STATED PROBLEM 1:
Extract every line of the records below that contains the string "table".

═════ TEXT SHOWN

Robin Pegg, MEd, COTA/L, ATP, Education Consultant

As the Education Consultant for the WSA, I have the opportunity to support many families as they navigate the special education system. Usually, this is exciting as I get to meet teachers and teams and help them understand how to teach their students with Williams syndrome (WS). Usually, this is the case. But, last week was hard. Last week, I spoke with several families whose kiddos weren’t reading or had made very limited progress over the last several years. Hearing this was disheartening. We know what works for reading instruction. We have numerous published resources. Thanks to Carolyn Mervis and many other researchers, we have research that proves that it works. There is even a research project focused on literacy. Why do we still have kids who aren’t reading? 

Part of the problem is data. We need to keep track of when the progress slows or stops and then intervene. Many children with WS will begin their literacy trajectory pretty close to grade level. With systematic phonics instruction, most kids with WS will demonstrate strong decoding skills and with intentional work, these same kids can demonstrate solid comprehension skills. So what happens?  Why does the progress of some kiddos stagnate? Why does the progress stop? The answer is instructional strategies.

══════════

STATED PROBLEM 2:
Repeat, word for word, everything in the reading instruction piece above from "Part of the" down to "is instructional strategies.".

═════ DATA FOR THIS EXERCISE

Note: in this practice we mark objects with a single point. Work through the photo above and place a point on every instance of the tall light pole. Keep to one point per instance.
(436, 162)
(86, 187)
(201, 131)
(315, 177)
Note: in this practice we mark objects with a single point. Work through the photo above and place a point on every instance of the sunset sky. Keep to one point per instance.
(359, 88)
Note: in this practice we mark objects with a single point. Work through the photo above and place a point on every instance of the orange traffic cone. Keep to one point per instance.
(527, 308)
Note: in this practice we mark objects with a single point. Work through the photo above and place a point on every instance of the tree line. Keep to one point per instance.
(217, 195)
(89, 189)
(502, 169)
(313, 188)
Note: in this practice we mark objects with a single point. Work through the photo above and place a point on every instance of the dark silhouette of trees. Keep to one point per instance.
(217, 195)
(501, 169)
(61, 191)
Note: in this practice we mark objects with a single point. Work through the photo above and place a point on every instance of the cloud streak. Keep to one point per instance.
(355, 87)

══════════
═════ DATA FOR THIS EXERCISE

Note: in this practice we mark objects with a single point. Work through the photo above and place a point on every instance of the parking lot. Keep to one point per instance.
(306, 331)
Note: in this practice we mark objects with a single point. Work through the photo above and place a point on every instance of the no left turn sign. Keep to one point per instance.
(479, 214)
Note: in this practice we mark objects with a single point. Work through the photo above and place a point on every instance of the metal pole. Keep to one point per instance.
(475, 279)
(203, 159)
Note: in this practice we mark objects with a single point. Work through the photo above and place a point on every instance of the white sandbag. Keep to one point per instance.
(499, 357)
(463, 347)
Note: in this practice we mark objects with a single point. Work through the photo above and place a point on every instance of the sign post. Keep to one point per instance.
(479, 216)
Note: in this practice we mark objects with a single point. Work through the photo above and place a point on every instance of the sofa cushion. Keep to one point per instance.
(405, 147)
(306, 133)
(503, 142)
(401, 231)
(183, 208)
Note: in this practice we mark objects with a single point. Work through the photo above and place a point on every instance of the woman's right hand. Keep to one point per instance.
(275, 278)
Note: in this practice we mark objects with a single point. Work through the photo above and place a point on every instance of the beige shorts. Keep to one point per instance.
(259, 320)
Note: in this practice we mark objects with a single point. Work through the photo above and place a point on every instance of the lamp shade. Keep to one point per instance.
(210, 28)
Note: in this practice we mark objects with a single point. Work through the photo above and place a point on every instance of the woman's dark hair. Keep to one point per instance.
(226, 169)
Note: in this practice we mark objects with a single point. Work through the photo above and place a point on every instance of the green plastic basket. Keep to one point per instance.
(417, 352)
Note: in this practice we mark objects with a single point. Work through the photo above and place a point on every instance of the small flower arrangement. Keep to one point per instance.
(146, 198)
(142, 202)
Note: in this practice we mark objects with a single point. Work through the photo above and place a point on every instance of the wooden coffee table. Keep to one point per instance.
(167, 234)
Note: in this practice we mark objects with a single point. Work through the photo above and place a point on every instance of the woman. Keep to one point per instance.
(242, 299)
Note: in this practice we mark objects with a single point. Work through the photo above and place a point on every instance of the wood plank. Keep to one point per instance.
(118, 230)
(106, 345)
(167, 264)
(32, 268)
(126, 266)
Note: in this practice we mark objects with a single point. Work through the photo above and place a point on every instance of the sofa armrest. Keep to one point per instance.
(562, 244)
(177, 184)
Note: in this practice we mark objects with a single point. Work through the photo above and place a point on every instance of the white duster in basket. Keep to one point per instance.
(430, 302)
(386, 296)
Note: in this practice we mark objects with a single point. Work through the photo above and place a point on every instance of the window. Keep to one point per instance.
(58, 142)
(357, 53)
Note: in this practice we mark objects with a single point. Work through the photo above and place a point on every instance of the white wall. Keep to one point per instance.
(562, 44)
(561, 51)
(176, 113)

══════════
═════ DATA FOR THIS EXERCISE

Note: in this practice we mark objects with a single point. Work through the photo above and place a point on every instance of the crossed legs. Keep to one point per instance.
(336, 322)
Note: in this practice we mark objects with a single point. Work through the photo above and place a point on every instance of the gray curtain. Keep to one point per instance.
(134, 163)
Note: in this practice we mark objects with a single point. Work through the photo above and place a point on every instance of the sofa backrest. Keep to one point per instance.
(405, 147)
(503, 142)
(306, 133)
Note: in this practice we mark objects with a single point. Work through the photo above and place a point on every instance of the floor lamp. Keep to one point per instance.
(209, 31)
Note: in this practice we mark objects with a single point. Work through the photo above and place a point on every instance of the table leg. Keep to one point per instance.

══════════

TASK ANSWER 1:
Note: in this practice we mark objects with a single point. Work through the photo above and place a point on every instance of the wooden coffee table. Keep to one point per instance.
Note: in this practice we mark objects with a single point. Work through the photo above and place a point on every instance of the table leg. Keep to one point per instance.

TASK ANSWER 2:
Part of the problem is data. We need to keep track of when the progress slows or stops and then intervene. Many children with WS will begin their literacy trajectory pretty close to grade level. With systematic phonics instruction, most kids with WS will demonstrate strong decoding skills and with intentional work, these same kids can demonstrate solid comprehension skills. So what happens?  Why does the progress of some kiddos stagnate? Why does the progress stop? The answer is instructional strategies.